Segment Start: Passage
Generosity of Spirit A family’s legacy of giving starts with love
In his life, Tony Viglione carried a strong love of life, family and community. In 1956, he immigrated to the United States from Italy with his parents and two siblings, all their Earthly belongings carried in three suitcases. Moving to the borough of Ridgway in northwestern Pennsylvania, Tony juggled jobs to support his family: Grave digger, meter reader for natural gas companies and pinsetter at a bowling alley. And he did them all while learning English. He met and married his wife, Maureen; they started their own family and opened a small clothing store in the town. Viglione’s perseverance in life was the the American dream, but it was his constant generosity that made an impression on his children, including daughter Nicole Williams.
“They always had an open-door policy at our home,” says Williams. “It wasn’t about money then, but just offering anybody in need of food, coffee and company a place to feel heard and seen. When a fourth cousin of my dad’s got divorced, he’d sometimes come over after working late into the night at a family restaurant and my parents would make sure he was taken care of.”
Segment End: Passage
Segment Start: Data records
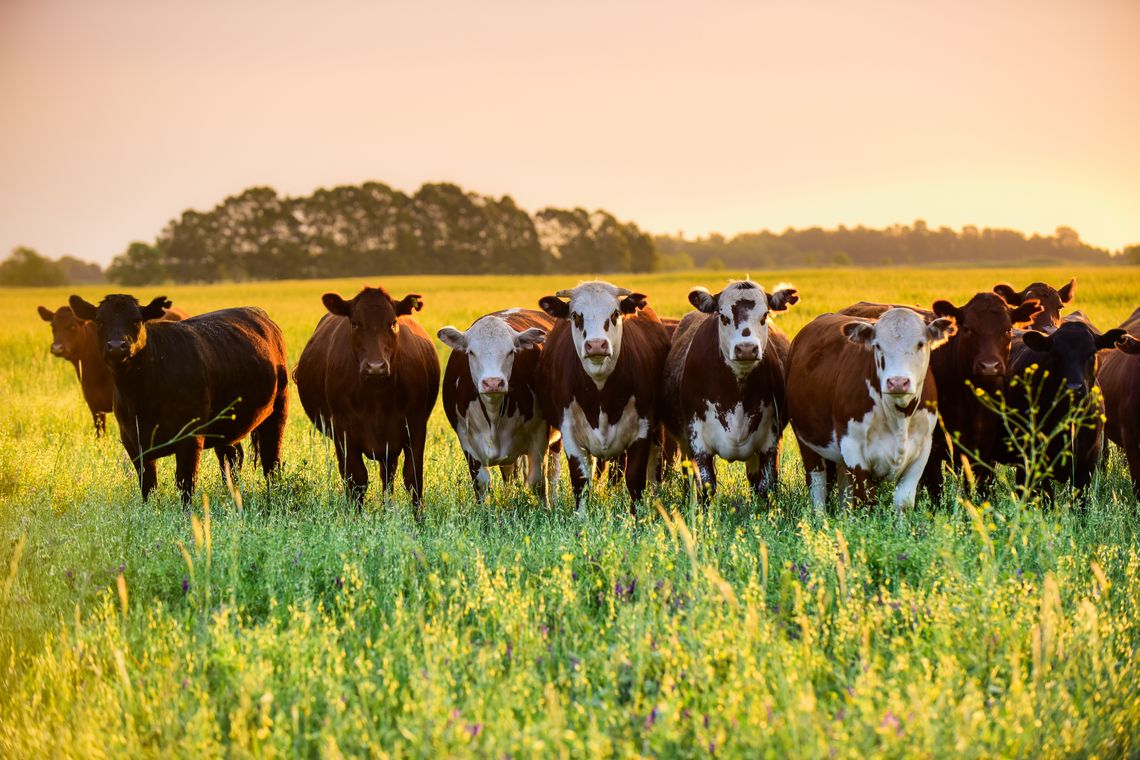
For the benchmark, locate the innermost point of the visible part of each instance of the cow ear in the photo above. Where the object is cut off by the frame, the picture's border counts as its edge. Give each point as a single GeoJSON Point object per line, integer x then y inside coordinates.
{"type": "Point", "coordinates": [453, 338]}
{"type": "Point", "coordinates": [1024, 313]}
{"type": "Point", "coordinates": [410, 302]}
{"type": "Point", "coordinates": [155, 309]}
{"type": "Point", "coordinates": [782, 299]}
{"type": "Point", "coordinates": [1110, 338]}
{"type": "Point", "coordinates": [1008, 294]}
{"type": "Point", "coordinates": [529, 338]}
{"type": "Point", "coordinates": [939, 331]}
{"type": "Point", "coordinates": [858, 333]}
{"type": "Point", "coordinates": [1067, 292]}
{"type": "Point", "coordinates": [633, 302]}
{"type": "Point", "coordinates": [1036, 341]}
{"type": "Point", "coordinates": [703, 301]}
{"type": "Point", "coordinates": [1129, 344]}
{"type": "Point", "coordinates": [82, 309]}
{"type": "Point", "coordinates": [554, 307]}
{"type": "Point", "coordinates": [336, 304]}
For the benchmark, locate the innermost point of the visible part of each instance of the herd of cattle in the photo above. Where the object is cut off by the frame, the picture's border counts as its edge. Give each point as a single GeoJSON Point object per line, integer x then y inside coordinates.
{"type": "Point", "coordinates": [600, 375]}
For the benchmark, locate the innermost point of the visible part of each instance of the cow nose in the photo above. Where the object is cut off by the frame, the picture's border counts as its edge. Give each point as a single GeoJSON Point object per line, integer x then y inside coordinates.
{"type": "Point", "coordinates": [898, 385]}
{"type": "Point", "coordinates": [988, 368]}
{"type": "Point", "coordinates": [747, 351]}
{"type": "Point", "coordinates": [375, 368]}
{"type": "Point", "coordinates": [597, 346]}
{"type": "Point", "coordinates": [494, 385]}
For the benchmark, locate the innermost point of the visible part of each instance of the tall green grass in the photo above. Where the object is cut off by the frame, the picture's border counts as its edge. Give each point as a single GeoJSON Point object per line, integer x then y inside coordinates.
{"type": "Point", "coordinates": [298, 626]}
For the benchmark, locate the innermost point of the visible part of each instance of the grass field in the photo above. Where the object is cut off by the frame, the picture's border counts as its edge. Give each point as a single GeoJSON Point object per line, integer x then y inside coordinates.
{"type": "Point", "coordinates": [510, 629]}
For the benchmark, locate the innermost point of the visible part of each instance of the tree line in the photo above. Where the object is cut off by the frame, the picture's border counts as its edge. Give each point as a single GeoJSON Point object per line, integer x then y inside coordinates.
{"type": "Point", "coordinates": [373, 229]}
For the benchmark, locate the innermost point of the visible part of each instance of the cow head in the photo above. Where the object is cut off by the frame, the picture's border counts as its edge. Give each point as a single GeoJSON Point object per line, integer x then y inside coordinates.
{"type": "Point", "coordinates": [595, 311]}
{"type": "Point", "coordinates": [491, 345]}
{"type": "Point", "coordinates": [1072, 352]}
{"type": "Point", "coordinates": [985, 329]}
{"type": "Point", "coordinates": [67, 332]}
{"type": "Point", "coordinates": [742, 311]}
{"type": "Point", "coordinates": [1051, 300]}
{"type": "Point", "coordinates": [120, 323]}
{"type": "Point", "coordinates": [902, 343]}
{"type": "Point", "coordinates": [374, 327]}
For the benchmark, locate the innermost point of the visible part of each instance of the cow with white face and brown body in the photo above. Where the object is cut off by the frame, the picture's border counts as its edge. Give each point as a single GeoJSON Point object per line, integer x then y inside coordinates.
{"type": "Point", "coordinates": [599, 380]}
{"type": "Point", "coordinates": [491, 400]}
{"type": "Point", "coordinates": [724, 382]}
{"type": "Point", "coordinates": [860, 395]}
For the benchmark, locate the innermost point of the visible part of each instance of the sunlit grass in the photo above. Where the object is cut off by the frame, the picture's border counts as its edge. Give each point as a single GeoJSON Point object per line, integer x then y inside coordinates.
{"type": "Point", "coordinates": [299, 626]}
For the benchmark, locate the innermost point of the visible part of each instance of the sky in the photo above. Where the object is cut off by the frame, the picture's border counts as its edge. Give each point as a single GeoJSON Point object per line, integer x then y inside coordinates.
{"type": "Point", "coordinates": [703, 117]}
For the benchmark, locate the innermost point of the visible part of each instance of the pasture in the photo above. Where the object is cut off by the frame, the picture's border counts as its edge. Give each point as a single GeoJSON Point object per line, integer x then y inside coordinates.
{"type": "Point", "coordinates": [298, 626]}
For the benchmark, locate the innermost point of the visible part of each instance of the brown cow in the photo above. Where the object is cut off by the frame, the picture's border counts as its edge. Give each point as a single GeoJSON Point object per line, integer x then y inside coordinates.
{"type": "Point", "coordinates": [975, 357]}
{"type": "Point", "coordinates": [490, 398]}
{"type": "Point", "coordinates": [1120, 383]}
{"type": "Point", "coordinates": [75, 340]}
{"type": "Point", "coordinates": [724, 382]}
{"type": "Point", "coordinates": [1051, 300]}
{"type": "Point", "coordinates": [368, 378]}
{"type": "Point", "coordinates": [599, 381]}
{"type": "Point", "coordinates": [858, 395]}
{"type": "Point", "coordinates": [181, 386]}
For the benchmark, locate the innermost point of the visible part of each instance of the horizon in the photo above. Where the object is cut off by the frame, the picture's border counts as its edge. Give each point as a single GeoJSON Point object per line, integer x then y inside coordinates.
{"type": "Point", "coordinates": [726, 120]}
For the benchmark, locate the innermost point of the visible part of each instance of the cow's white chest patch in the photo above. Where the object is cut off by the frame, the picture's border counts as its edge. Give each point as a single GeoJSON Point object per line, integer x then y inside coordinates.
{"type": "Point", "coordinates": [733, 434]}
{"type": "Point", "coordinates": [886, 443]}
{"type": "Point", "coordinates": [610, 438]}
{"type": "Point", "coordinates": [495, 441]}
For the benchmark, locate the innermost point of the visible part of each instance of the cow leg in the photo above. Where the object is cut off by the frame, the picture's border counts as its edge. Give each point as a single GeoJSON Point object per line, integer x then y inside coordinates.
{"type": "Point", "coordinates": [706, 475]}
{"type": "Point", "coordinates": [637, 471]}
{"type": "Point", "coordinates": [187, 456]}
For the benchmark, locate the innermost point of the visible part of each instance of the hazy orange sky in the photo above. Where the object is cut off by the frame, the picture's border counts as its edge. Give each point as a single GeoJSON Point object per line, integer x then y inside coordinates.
Segment End: Data records
● Task set:
**A.** Rewrite the passage about Tony Viglione from "Generosity of Spirit" to "daughter Nicole Williams.", changing "clothing store" to "shoe store".
**B.** In the passage about Tony Viglione, why did he take on several jobs after moving to Ridgway?

● Solution set:
**A.**
Generosity of Spirit A family’s legacy of giving starts with love
In his life, Tony Viglione carried a strong love of life, family and community. In 1956, he immigrated to the United States from Italy with his parents and two siblings, all their Earthly belongings carried in three suitcases. Moving to the borough of Ridgway in northwestern Pennsylvania, Tony juggled jobs to support his family: Grave digger, meter reader for natural gas companies and pinsetter at a bowling alley. And he did them all while learning English. He met and married his wife, Maureen; they started their own family and opened a small shoe store in the town. Viglione’s perseverance in life was the the American dream, but it was his constant generosity that made an impression on his children, including daughter Nicole Williams.

**B.** He juggled work as a grave digger, a meter reader for natural gas companies and a pinsetter at a bowling alley to support his family. He did all of it while learning English.